• [Text for analysis]
=== Section Start ===

Development of the dipeptidyl peptidase 4 family and its association with lung diseases: a narrative review
Introduction
Dipeptidyl peptidase (DPP), an endogenous membrane glycoprotein and serine extrapeptidase, cleaves the X-proline dipeptide from the N-terminus of the polypeptide. It is an antigen expressed on the surface of most cell types and is associated with immune regulation, signal transduction, and apoptosis. The substrates of DPPs are proline-containing peptides, including growth factors, chemokines, neuropeptides, and vasoactive peptides. DPP4 is a member of a subfamily (also known as the ‘DPP4 Gene Family’) of the serine peptidase family S9, which includes DPP4 and DPP9 (1). DPP4 is a cell-surface transmembrane glycoprotein originally described in 1966 of having DPP activity. DPP4 has multiple bioactive substrates and is involved in multiple pathophysiological processes. The close association of the DPP4 family with diseases such as asthma and lung infections has led to widespread interest in the DPP4 family. We present this article in accordance with the Narrative Review reporting checklist (available at https://jtd.amegroups.com/article/view/10.21037/jtd-23-1158/rc).

=== Section End ===

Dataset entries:
=== Section Start ===

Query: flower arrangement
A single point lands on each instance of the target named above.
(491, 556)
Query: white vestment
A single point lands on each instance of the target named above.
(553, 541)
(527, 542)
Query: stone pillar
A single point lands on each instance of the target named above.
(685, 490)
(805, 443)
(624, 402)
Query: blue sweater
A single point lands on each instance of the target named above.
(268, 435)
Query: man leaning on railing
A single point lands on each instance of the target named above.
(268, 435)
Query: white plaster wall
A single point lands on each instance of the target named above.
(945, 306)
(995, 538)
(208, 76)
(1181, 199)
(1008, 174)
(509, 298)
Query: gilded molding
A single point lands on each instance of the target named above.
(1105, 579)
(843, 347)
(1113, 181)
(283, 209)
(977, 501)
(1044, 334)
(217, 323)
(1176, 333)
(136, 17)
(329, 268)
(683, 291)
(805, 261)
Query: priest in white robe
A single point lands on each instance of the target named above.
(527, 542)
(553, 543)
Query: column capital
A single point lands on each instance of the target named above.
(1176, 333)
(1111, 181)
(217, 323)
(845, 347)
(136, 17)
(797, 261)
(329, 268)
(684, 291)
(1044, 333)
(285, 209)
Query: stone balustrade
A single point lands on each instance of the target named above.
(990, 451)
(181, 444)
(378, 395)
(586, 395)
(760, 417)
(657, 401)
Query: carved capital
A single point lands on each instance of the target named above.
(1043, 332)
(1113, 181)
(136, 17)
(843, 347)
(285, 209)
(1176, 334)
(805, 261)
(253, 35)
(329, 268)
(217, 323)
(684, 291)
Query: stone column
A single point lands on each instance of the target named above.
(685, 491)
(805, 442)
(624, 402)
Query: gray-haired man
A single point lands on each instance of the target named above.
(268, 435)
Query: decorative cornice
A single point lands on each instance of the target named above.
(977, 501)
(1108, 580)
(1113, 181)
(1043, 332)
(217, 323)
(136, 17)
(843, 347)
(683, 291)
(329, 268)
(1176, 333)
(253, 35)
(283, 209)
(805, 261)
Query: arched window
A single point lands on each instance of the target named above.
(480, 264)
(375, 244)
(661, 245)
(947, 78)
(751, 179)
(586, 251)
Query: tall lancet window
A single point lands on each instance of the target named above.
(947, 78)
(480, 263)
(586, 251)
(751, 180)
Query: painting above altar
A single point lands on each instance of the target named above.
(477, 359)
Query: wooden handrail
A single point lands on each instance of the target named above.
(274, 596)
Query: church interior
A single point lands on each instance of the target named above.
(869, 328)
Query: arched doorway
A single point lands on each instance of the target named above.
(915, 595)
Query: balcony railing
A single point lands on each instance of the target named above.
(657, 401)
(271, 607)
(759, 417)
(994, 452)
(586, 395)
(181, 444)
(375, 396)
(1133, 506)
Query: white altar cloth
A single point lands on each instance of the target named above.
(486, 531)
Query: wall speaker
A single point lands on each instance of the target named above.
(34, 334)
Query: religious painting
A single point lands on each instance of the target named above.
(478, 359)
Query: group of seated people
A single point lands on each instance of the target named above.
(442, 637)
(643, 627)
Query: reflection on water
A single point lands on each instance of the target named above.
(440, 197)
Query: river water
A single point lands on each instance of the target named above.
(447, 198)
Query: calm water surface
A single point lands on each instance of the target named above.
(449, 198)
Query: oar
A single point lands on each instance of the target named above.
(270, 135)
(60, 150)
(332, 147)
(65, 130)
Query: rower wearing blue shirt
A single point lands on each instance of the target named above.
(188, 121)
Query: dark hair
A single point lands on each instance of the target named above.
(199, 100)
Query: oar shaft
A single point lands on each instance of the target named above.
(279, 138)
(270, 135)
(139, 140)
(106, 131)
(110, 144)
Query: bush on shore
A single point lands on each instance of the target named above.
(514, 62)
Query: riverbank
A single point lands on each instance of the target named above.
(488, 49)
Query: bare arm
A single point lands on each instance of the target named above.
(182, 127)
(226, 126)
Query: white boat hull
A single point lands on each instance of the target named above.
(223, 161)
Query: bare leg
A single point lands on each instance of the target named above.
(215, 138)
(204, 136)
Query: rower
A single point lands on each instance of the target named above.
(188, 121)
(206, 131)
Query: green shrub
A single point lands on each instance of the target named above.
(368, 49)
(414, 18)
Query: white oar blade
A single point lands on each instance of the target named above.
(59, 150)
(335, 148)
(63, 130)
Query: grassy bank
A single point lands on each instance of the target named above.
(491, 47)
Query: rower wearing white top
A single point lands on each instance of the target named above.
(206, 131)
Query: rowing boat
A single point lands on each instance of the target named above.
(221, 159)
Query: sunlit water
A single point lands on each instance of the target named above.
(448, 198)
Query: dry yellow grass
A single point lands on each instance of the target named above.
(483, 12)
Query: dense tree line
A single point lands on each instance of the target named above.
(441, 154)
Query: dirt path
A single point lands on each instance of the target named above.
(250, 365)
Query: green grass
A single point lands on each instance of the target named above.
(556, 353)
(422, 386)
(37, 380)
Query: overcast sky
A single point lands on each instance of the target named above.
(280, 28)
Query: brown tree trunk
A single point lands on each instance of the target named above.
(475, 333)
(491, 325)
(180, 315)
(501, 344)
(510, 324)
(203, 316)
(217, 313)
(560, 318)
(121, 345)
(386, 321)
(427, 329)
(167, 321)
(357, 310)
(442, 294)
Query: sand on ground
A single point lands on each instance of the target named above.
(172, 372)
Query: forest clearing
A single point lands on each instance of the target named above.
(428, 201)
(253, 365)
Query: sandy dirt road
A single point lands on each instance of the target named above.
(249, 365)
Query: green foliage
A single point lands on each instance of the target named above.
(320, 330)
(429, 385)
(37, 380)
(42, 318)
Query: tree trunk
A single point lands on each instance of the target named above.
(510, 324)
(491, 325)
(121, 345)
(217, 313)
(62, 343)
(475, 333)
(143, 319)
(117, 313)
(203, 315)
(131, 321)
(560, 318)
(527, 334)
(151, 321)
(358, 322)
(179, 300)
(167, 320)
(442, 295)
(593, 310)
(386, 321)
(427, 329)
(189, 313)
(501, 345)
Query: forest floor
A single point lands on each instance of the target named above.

=== Section End ===

• [Assigned task] Copy out the review introduction on the DPP4 family and lung diseases in full, word for word. Only the text is needed here; the dataset entries can be set aside.

• [Written reply]
Development of the dipeptidyl peptidase 4 family and its association with lung diseases: a narrative review
Introduction
Dipeptidyl peptidase (DPP), an endogenous membrane glycoprotein and serine extrapeptidase, cleaves the X-proline dipeptide from the N-terminus of the polypeptide. It is an antigen expressed on the surface of most cell types and is associated with immune regulation, signal transduction, and apoptosis. The substrates of DPPs are proline-containing peptides, including growth factors, chemokines, neuropeptides, and vasoactive peptides. DPP4 is a member of a subfamily (also known as the ‘DPP4 Gene Family’) of the serine peptidase family S9, which includes DPP4 and DPP9 (1). DPP4 is a cell-surface transmembrane glycoprotein originally described in 1966 of having DPP activity. DPP4 has multiple bioactive substrates and is involved in multiple pathophysiological processes. The close association of the DPP4 family with diseases such as asthma and lung infections has led to widespread interest in the DPP4 family. We present this article in accordance with the Narrative Review reporting checklist (available at https://jtd.amegroups.com/article/view/10.21037/jtd-23-1158/rc).